→ **Records from a collection**:
--- Start ---

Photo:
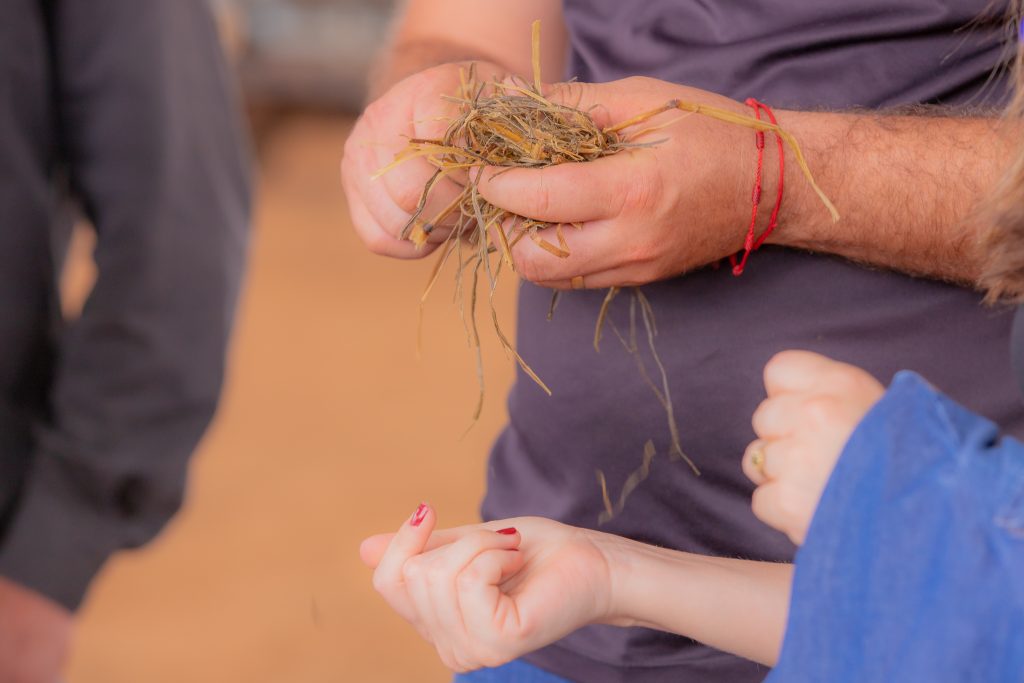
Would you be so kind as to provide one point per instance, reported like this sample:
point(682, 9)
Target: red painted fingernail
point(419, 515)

--- End ---
--- Start ---

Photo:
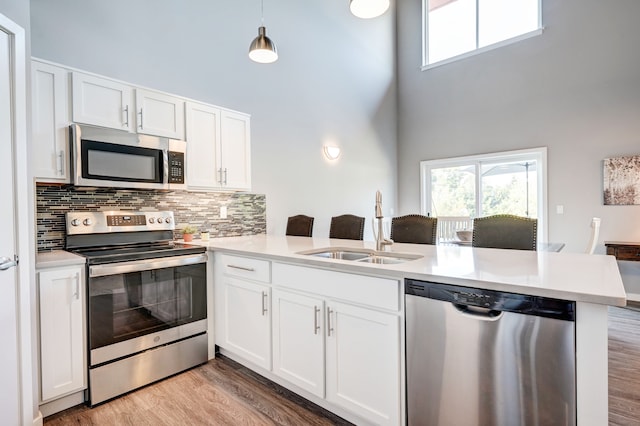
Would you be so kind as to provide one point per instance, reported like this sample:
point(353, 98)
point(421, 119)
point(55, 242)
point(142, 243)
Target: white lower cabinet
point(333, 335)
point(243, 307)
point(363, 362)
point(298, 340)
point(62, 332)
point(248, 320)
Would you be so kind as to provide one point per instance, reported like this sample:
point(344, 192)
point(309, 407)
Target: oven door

--- End ---
--- Start ---

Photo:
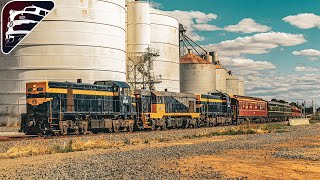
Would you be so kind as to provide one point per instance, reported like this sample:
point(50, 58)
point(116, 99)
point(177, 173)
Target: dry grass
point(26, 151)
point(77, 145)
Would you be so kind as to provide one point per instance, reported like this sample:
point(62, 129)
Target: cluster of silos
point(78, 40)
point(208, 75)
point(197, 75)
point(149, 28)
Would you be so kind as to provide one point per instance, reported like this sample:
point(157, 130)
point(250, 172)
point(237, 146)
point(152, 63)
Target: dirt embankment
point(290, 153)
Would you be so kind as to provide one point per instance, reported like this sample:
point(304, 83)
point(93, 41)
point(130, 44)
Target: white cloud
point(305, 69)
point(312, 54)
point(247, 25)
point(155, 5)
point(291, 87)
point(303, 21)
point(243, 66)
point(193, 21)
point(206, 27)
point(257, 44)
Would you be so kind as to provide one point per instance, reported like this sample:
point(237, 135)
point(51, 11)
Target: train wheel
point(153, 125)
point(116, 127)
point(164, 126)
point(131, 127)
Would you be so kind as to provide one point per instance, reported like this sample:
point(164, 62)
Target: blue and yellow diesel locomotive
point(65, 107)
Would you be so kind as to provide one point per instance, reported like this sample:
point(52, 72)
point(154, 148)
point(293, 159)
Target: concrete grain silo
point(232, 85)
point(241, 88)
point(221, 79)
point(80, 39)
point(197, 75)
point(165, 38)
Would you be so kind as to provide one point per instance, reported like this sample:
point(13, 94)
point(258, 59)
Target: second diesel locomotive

--- End ---

Pull out every line in the entries above that contains the word "locomotive", matching its case exactly.

Target: blue and yellow diesel locomotive
Target: second diesel locomotive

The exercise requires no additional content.